*** EXCERPT Section Begins ***

Scientific classification
- Kingdom: Animalia
- Phylum: Chordata
- Class: Chondrichthyes
- Subclass: Elasmobranchii
- Division: Selachii
- Order: Carcharhiniformes
- Family: Carcharhinidae
- Genus: Carcharhinus
- Species: C. sorrah
- Binomial name: Carcharhinus sorrah (J. P. Müller & Henle, 1839)
- Synonyms: Carcharhinus bleekeri (Duméril, 1865); Carcharhinus spallanzani (Péron & Lesueur, 1822); Carcharias bleekeri Duméril, 1865; Carcharias sorrah Müller & Henle, 1839; Carcharias spallanzani (Péron & Lesueur, 1822); Carcharias taeniatus Hemprich & Ehrenberg, 1899; Carcharinus sorrah (Müller & Henle, 1839); Carcharius spallanzani (Péron & Lesueur, 1822); Eulamia spallanzani (Péron & Lesueur, 1822); Galeolamna isobel Whitley, 1947; Squalus spallanzani Péron & Lesueur, 1822;

= Spot-tail shark =

- Genus: Carcharhinus
- Species: sorrah
- Authority: (J. P. Müller & Henle, 1839)
- Conservation status: NT
- Synonyms: Carcharhinus bleekeri (Duméril, 1865), Carcharhinus spallanzani (Péron & Lesueur, 1822), Carcharias bleekeri Duméril, 1865, Carcharias sorrah Müller & Henle, 1839, Carcharias spallanzani (Péron & Lesueur, 1822), Carcharias taeniatus Hemprich & Ehrenberg, 1899, Carcharinus sorrah (Müller & Henle, 1839), Carcharius spallanzani (Péron & Lesueur, 1822), Eulamia spallanzani (Péron & Lesueur, 1822), Galeolamna isobel Whitley, 1947, Squalus spallanzani Péron & Lesueur, 1822

Species of shark

The spot-tail shark, or sorrah shark (Carcharhinus sorrah), is a species of requiem shark, in the family Carcharhinidae, found in the tropical Indo-West Pacific Ocean between latitudes 31°N and 31°S from the surface to a depth around 72 m. This shark grows to about 1.6 m. It is fished commercially over much of its range and the IUCN considers it to be near threatened.

*** EXCERPT Section Ends ***
*** INFORMATION GIVEN Section Begins ***

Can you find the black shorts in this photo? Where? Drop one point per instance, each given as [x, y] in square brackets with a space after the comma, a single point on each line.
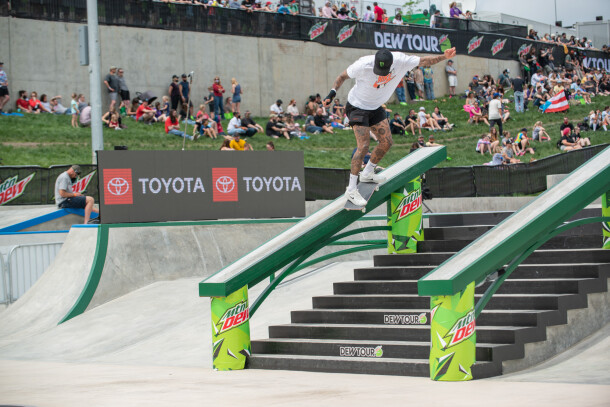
[366, 118]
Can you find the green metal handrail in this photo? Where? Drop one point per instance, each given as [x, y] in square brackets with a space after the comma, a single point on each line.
[299, 263]
[504, 273]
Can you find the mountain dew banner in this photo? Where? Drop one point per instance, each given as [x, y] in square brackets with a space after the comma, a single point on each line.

*** INFORMATION GIVEN Section Ends ***

WHAT TO WORK ON —
(a) Please copy the spot-tail shark passage word for word, starting at "The spot-tail shark, or" and ending at "be near threatened.".
(b) Continue the spot-tail shark text from its final sentence, not the material.

TASK-BY-TASK OUTPUTS —
(a)
The spot-tail shark, or sorrah shark (Carcharhinus sorrah), is a species of requiem shark, in the family Carcharhinidae, found in the tropical Indo-West Pacific Ocean between latitudes 31°N and 31°S from the surface to a depth around 72 m. This shark grows to about 1.6 m. It is fished commercially over much of its range and the IUCN considers it to be near threatened.

(b)
== Etymology ==
The species name sorrah originates from சுறா ("sura"), the Tamil word for "shark".

==Description==
The spot-tail shark is a spindle-shaped fish growing to about 1.6 m. It has a fairly long, pointed snout and moderately large eyes. The first dorsal fin is large and curved, while the second dorsal fin is small and low. The back and sides are grey and the belly white, and a long white streak is on the flank. This species can be distinguished from other requiem sharks found in tropical waters by the distinctive black tips to the second dorsal fin, the pectoral fins, and the lower lobe of the caudal fin. A ridge over the spine extends from the first to the second dorsal fin and a pit just in front of the upper lobe of the caudal fin. The upper teeth are serrated, oblique, and triangular. The Australian blacktip shark (C. tilstoni), which occupies a similar range, has similar black tips to the fins, but additionally has a black tip to its first dorsal fin. It lacks the ridge between the two dorsal fins and its upper teeth are also different, being slender, upright, and pointed.

==Distribution==
The spot-tail shark is found in the tropical Indo-Pacific on continental and insular shelves commonly to a depth around 73 m, but possibly as deep as 140 m. Its range extends from the East African coast, Madagascar, and the Red Sea to India, Malaysia, China, the Philippines, and northern Australia.

==Biology==
The spot-tail shark spends the day near the seabed and the night at the surface, most frequently around reefs. It is a predator and feeds on bony fish such as bonito and sea bass, cephalopods, and crustaceans.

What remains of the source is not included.